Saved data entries

= Beginning of Section =

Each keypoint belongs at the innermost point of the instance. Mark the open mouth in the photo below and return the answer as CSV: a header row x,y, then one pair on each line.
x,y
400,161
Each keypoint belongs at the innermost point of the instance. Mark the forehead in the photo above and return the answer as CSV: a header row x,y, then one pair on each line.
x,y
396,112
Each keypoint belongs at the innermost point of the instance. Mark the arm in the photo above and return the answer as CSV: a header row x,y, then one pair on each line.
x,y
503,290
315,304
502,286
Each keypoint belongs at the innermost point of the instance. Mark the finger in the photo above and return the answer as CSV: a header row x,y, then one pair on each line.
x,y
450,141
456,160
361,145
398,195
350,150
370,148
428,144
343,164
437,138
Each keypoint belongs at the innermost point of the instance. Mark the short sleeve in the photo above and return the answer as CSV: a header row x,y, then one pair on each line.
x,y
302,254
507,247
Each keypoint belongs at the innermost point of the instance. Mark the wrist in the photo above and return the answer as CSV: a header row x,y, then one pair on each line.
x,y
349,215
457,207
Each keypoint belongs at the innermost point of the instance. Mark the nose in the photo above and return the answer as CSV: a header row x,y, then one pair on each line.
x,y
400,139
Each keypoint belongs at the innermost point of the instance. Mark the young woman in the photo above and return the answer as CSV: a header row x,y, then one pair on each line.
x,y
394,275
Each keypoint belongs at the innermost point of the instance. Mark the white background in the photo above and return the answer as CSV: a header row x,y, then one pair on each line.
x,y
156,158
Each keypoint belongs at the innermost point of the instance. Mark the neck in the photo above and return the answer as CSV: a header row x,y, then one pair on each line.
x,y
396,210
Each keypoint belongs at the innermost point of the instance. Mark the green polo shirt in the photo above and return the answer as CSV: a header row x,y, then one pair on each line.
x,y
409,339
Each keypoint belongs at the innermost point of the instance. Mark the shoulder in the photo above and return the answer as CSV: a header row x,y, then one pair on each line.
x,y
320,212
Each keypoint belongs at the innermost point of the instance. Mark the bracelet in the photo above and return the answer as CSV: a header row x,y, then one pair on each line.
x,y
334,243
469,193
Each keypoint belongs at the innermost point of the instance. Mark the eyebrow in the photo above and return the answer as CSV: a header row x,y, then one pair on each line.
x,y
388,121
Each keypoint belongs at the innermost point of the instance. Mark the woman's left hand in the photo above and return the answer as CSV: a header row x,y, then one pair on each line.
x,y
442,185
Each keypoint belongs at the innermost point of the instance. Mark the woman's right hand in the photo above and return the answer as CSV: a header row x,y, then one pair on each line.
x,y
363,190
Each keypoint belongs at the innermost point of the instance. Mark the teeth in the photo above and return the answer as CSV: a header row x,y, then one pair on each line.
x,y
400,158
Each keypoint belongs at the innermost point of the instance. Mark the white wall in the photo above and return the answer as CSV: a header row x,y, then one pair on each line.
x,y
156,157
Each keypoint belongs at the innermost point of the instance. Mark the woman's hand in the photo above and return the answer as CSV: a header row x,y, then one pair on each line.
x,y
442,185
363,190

= End of Section =

• [Work instruction]:
Line by line, reproduce the data exactly as given.

• [Task output]:
Each keypoint belongs at the innermost point of the instance. Mark the open mouth in the photo below and return the answer as CSV: a header row x,y, then one pair on each line.
x,y
400,161
Each keypoint belongs at the innermost point of the instance. Mark the forehead in the photo above and return the answer as CSV: a header row x,y, then one pair on each line.
x,y
396,112
Each keypoint belongs at the innermost point of the instance. Mark the arm in the photo above and return the answer as CSV: a header row x,y, then one pair on each line.
x,y
503,290
315,304
502,286
Each keypoint belongs at the innermost point of the instance. Mark the finger in the photo above and return the answer as CSV: a header row x,y, then one pair on each line.
x,y
450,141
456,160
361,145
398,195
350,150
370,148
428,144
343,164
437,138
Each keypoint belongs at the innermost point of the instance. Mark the short sleeve in the photo above and return the answer as CSV: a header row x,y, then one pair on each line.
x,y
302,254
507,247
Each keypoint belongs at the innermost point of the instance. Mark the wrist in the photo above and return the answer as CSV: a header row x,y, then one pair on each line.
x,y
349,215
457,207
Each keypoint belongs at the innermost point of the instance. Mark the nose in the photo above and return the answer as CSV: a header row x,y, then one pair on each line.
x,y
400,139
Each keypoint belongs at the innermost point of the instance. Mark the young woman in the photo above and return the answer as CSV: a header row x,y, then one pair on each line.
x,y
394,275
Each keypoint belongs at the innermost point of the instance. Mark the white background in the photo above and return the answer as CSV: a header row x,y, then one pair on each line.
x,y
156,158
Each keypoint belongs at the innermost point of the instance. Mark the neck in the photo above and return the answer as CSV: a header row x,y, then one pair on each line.
x,y
396,210
Each keypoint belongs at the innermost point of the instance. Mark the green polo shirt in the photo above and return the answer as CSV: a header row x,y, then one pair on each line.
x,y
409,339
Each keypoint belongs at the innermost point of the instance. Mark the shoulder in the photo above and return the answer as CSV: a header row x,y, then one pair on each line.
x,y
320,212
Each keypoint belongs at the innermost point of the instance. Mark the bracelet in the photo above and return the answer as CSV: a header row x,y, then one pair on each line.
x,y
334,243
469,193
Each keypoint belongs at the innermost point of the instance. Mark the eyebrow in the photo above and return the answer as CSV: a header row x,y, then one pair on each line.
x,y
388,121
Each keypoint belongs at the innermost point of the instance. Mark the woman's left hand in the photo above and return the answer as CSV: a header row x,y, then one pair on each line.
x,y
442,185
Each keypoint belongs at the innermost point of the instance. Mark the woman's right hand in the photo above and return the answer as CSV: a header row x,y, then one pair on each line.
x,y
363,190
Each keypoint belongs at the innermost point of the instance. Mark the teeth in the photo above and return the answer as CSV: a header row x,y, then one pair on each line.
x,y
400,158
Each keypoint belongs at the innermost point of the instance. Mark the white wall in the photo above and return the answer as CSV: a header row x,y, then one pair on each line.
x,y
156,157
Each keypoint belongs at the innermost point of the instance. Mark the woman's hand in the photo above and return the answer as CSV: a header row x,y, then one pair on each line.
x,y
442,185
363,190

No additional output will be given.